Segment Start: Given passage

Reply Thu 13 Aug, 2009 12:28 pm
@Aedes,
Aedes;83022 wrote:
Rutherford, Planck, and Schroedinger deserve every bit as much credit for this advance as do Bohr and Heisenberg.


All were certainly involved, but duality, uncertainty, and complementarity were a consequence of Bohr's new perspective of observed phenomenon. Nothing like this existed prior to Bohr in scientific circles. However, Daoism and Heraclitus inferred similar thoughts two thousand years earlier by ober by observing nature.

Aedes;83022 wrote:
Let's start a thought experiment in which you logically prove that the world is flat, or that the earth is at the center of the universe. That's fine, but you're


Precisely the point of view of cubism in art. Looking at and flattening three-dimensional objects from the fourth dimension. It is amazing. I think this line of thought has many possibilities. However, it requires one to be not so enamored by one's own view of the world. One has to remove oneself from the center and see it from another different point of view.

Segment End: Given passage
Segment Start: Dataset entries

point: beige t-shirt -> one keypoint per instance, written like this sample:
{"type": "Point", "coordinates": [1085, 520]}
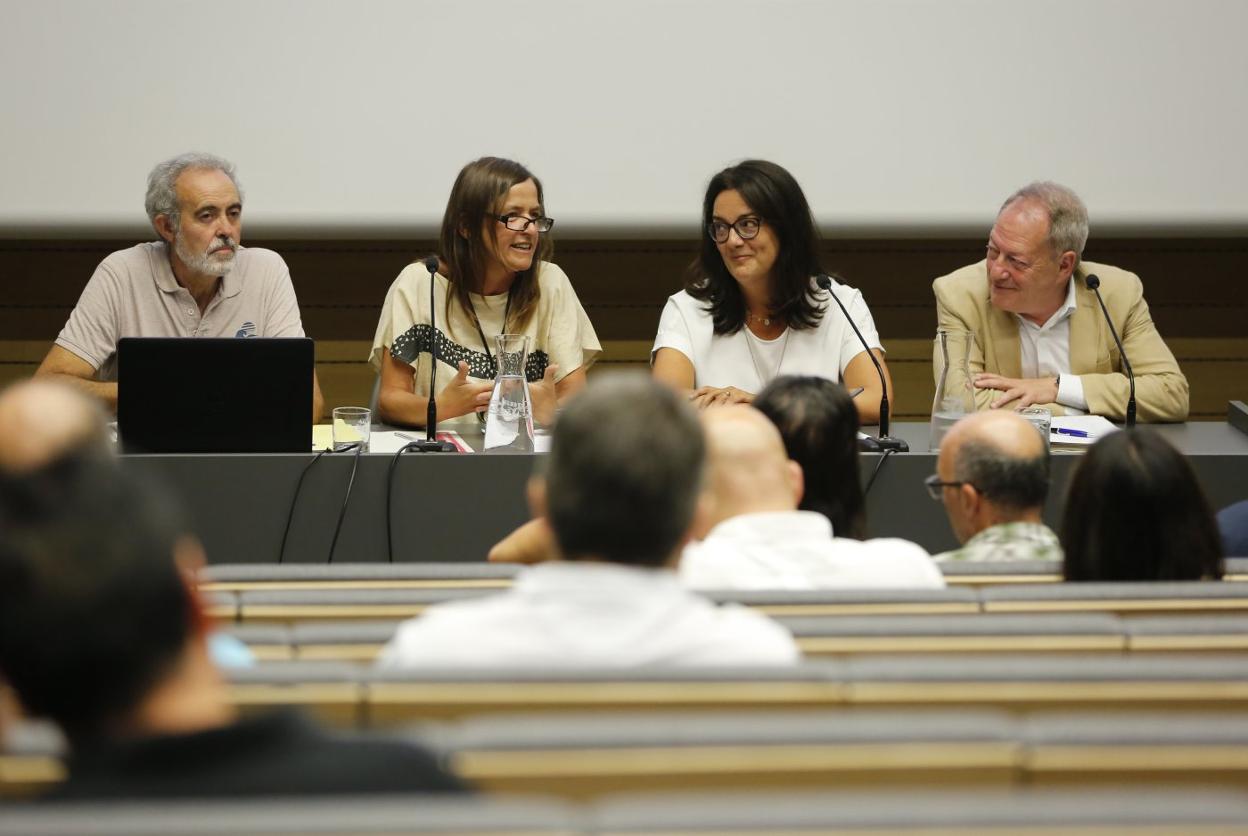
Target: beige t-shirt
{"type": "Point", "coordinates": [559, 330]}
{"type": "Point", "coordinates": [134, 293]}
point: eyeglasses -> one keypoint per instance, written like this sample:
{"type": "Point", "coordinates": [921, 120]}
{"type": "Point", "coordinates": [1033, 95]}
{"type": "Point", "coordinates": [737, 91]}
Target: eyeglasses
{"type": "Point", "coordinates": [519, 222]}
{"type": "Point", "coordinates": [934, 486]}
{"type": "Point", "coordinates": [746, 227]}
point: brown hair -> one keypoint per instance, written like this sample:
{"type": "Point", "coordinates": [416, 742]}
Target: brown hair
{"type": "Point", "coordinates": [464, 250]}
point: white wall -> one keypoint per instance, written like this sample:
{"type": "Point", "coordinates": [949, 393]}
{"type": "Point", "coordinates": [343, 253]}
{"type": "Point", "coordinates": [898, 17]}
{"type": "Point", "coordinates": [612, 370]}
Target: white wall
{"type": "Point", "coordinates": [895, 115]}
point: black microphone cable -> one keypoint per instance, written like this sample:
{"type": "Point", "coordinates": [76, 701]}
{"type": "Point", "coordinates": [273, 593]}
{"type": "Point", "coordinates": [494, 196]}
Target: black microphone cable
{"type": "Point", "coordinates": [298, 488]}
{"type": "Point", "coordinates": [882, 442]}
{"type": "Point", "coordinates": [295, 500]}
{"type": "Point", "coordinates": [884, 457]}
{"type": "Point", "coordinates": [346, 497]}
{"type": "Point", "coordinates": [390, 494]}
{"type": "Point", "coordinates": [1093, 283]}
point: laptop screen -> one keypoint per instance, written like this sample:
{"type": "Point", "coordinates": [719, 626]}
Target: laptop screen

Segment End: Dataset entries
Segment Start: Dataset entries

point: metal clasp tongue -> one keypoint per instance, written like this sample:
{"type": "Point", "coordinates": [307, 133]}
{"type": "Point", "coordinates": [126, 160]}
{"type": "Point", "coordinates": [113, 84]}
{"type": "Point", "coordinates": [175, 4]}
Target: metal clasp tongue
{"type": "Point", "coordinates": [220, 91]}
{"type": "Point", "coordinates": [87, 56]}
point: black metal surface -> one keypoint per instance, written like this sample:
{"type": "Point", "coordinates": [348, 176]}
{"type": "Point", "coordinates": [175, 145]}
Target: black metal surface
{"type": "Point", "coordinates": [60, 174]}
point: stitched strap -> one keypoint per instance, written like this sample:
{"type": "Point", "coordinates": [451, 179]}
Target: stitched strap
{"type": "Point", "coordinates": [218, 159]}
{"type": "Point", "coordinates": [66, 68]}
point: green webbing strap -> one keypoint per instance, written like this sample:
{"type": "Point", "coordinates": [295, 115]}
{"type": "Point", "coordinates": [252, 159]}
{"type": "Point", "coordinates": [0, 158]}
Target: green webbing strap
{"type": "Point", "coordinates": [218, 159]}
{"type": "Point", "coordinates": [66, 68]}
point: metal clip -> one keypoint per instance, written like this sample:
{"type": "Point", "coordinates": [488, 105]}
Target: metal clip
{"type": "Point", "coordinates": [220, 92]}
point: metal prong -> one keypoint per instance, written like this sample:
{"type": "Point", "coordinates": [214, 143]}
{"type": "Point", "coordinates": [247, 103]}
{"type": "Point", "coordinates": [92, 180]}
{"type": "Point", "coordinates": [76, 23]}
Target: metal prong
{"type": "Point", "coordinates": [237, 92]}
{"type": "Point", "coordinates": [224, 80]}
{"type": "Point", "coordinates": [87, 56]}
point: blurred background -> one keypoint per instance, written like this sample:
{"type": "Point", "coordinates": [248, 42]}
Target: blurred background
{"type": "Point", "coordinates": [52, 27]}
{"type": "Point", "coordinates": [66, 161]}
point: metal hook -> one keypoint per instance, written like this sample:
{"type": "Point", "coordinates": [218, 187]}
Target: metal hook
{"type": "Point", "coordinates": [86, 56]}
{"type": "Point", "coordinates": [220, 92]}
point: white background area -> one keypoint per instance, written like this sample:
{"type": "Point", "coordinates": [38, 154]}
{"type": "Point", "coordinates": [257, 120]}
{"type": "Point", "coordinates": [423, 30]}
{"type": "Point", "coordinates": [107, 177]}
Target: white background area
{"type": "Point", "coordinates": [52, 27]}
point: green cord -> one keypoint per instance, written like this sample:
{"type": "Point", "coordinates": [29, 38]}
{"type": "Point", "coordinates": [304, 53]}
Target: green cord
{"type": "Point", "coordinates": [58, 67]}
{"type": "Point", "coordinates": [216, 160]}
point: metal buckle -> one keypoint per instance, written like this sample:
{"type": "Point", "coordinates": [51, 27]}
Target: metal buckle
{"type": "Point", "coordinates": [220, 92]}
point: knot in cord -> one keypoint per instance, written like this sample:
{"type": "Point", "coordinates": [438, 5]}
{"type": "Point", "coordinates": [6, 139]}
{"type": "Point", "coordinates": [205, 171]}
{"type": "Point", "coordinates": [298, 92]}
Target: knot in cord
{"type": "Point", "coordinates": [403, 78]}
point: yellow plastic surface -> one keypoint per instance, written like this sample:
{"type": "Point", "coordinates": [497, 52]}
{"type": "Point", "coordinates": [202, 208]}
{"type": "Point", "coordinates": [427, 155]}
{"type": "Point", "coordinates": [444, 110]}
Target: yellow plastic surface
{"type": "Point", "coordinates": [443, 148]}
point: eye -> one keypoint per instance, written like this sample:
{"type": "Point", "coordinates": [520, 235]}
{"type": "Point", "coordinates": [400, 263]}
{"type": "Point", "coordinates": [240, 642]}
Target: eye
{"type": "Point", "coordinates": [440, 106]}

Segment End: Dataset entries

Problem to work on
Reproduce the full forum reply above without any changes.

Solution for this task
Reply Thu 13 Aug, 2009 12:28 pm
@Aedes,
Aedes;83022 wrote:
Rutherford, Planck, and Schroedinger deserve every bit as much credit for this advance as do Bohr and Heisenberg.


All were certainly involved, but duality, uncertainty, and complementarity were a consequence of Bohr's new perspective of observed phenomenon. Nothing like this existed prior to Bohr in scientific circles. However, Daoism and Heraclitus inferred similar thoughts two thousand years earlier by ober by observing nature.

Aedes;83022 wrote:
Let's start a thought experiment in which you logically prove that the world is flat, or that the earth is at the center of the universe. That's fine, but you're


Precisely the point of view of cubism in art. Looking at and flattening three-dimensional objects from the fourth dimension. It is amazing. I think this line of thought has many possibilities. However, it requires one to be not so enamored by one's own view of the world. One has to remove oneself from the center and see it from another different point of view.